### SELECTED EXTRACT:
Last Year, ERTC Scams Rose To The Top Of The IRS’s “Dirty Dozen” Tax Scams List
Washington, D.C. – U.S. Senator Catherine Cortez Masto (D-Nev.), Senate Finance Committee Chair Ron Wyden (D-Ore.), and Senate Small Business and Entrepreneurship Committee Chair Jeanne Shaheen (D-N.H.) led a letter urging the Federal Trade Commission (FTC) to investigate deceptive marketing and advertising practices by predatory tax promoters who preyed on small businesses with false claims about the Employee Retention Tax Credit (ERTC).While the program was critical during the pandemic, a fraudulent advertising campaign designed to mislead and steal from small businesses resulted in millions of ineligible claims being submitted to the IRS, causing the agency to halt ERTC processing. In their letter, the senators call on the FTC to work with the IRS to hold these bad actors accountable and protect impacted small businesses from unnecessary penalties.
“We are writing to request that the Federal Trade Commission (FTC) investigates potential abusive and deceptive advertising practices that have led to the Internal Revenue Service’s (IRS) moratorium on processing employee retention tax credits (ERTC),” said the senators. “…While this moratorium is meant to give the IRS time to investigate the scams impacting ERTC claimants, we urge the FTC to review whether ‘unfair or deceptive acts’ or violations of advertising laws have occurred.”
The ERTC was designed to help businesses keep their workers during the pandemic, but high incidences of fraud have caused a backlog of nearly a million unprocessed claims. In 2023, ERTC scams rose to the top of the IRS’s “dirty dozen” tax scams list, a significant shift from their absence on the list the previous year. Between 2022-2023, over 9,000 ERTC ads aired on TV, with approximately three-quarters coming from a single source.

### DATA FOR REVIEW:
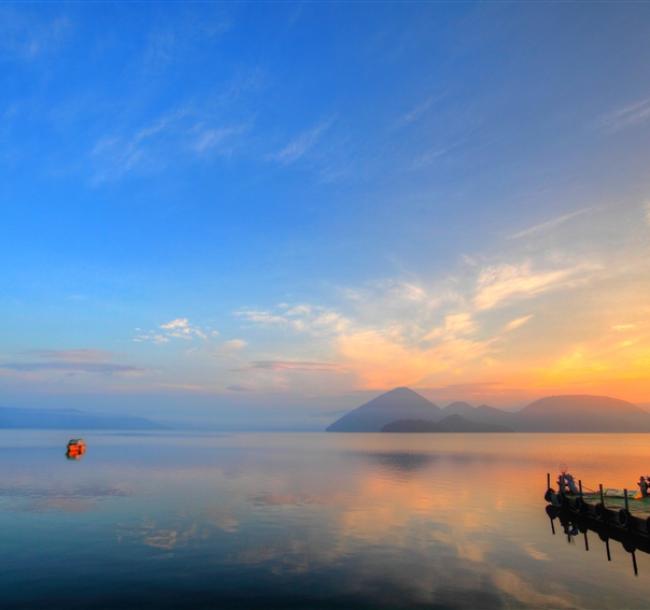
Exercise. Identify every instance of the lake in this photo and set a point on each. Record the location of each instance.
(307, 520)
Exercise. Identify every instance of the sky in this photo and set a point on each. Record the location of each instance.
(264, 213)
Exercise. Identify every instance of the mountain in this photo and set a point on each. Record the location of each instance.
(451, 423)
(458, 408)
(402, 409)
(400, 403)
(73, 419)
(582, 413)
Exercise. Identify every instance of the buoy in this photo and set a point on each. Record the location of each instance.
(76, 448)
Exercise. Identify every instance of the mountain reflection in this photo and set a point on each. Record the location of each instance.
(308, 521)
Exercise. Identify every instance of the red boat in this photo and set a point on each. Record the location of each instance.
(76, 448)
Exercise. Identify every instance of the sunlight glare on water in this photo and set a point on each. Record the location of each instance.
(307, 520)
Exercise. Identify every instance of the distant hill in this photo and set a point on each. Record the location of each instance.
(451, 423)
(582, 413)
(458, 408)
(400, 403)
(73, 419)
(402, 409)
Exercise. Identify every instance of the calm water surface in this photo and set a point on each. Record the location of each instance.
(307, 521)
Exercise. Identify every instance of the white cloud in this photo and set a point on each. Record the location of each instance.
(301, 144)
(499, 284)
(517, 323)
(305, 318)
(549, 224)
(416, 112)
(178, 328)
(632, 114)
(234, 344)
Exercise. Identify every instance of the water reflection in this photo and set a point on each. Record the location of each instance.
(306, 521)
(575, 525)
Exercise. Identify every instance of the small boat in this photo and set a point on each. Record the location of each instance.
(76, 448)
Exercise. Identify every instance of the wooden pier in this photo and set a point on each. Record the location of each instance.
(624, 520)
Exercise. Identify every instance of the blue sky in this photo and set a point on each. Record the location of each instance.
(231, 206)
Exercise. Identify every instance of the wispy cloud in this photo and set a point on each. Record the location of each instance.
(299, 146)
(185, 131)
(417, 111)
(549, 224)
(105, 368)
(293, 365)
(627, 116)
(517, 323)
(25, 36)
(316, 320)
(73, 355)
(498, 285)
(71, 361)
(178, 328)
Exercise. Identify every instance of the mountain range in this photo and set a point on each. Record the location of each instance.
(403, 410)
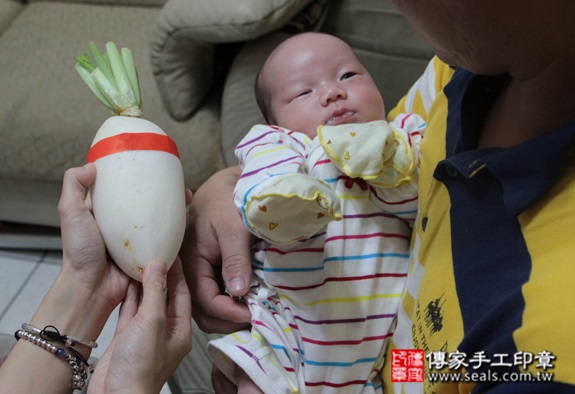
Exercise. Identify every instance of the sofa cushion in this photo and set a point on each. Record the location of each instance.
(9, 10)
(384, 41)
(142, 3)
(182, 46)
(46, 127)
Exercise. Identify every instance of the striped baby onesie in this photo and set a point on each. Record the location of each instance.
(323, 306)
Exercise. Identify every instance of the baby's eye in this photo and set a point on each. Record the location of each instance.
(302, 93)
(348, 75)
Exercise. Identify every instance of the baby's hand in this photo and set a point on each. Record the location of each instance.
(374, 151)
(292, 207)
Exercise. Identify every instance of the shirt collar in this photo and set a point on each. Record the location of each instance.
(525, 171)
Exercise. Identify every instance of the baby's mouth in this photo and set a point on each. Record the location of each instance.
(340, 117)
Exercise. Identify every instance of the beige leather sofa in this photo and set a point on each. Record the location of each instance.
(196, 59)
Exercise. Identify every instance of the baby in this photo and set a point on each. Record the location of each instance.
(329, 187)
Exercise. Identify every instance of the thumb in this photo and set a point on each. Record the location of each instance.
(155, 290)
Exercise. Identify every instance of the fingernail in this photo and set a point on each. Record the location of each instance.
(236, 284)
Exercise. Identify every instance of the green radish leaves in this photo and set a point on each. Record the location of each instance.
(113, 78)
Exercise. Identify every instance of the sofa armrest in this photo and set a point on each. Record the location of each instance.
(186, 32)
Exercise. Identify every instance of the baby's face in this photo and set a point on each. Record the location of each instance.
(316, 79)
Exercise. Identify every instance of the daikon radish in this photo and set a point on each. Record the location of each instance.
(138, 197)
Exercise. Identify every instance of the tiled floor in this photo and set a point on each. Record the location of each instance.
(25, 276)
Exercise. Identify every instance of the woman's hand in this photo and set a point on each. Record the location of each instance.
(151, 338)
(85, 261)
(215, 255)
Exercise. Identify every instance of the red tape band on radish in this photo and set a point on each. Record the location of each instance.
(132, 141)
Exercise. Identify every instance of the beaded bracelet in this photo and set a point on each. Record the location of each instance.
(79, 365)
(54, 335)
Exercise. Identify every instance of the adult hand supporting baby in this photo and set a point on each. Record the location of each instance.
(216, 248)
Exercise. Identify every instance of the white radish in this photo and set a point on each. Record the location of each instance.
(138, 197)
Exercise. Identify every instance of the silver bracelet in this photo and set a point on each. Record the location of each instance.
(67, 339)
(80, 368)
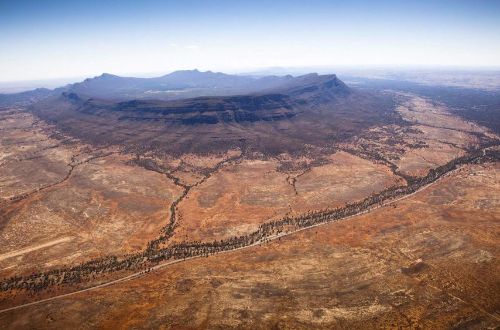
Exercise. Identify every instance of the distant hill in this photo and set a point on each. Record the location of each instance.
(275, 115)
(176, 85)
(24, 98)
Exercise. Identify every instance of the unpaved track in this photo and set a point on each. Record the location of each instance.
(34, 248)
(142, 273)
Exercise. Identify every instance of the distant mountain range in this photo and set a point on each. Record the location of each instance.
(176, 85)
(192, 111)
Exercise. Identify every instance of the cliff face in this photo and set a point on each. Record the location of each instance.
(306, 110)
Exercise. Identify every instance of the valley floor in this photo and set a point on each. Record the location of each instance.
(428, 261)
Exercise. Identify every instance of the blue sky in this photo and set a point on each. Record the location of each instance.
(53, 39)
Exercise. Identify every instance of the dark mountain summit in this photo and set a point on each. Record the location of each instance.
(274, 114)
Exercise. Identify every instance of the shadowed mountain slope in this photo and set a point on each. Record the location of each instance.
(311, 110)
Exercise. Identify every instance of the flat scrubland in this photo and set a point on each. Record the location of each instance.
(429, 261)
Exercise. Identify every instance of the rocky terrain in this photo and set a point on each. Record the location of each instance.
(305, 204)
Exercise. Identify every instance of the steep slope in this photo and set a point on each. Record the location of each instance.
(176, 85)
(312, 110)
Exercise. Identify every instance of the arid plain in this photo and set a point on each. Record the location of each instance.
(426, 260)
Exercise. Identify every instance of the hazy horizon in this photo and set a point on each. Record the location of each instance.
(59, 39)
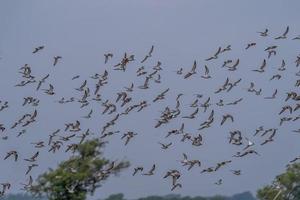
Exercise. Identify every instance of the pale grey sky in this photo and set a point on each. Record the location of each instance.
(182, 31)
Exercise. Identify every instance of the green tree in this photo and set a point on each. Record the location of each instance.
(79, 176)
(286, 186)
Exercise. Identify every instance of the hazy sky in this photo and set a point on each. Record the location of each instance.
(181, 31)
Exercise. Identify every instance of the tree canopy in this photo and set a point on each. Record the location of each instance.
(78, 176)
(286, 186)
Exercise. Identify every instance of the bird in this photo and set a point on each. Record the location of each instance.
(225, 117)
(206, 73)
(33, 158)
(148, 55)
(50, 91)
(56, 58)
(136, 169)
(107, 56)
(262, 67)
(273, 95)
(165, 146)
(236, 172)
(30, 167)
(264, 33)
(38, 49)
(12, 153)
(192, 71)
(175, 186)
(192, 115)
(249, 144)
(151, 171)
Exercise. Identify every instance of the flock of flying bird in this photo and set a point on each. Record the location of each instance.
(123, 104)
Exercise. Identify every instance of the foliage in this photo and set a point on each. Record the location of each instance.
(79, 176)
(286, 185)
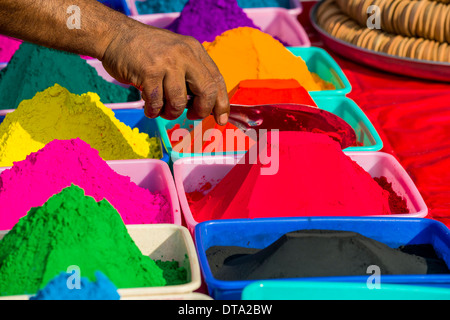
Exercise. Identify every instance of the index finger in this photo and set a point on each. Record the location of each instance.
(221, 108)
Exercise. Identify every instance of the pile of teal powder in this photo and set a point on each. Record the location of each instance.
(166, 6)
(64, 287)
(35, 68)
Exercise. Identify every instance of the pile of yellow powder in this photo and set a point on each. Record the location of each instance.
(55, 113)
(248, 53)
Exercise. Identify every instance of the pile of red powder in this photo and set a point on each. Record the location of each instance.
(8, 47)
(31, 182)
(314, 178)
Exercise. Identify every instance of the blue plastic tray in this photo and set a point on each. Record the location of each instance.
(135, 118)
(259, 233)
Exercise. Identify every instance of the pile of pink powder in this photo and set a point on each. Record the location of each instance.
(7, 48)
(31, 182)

### WORK INSTRUCTION:
Answer these questions from the article about ERTC scams:
1. Which Senate committee does Ron Wyden chair?
2. Which agency do the senators want the FTC to work with?
3. How many ERTC ads aired on TV between 2022 and 2023?
Please rely only on the article about ERTC scams.

### EXERCISE RESULT:
1. The Senate Finance Committee
2. The IRS
3. Over 9,000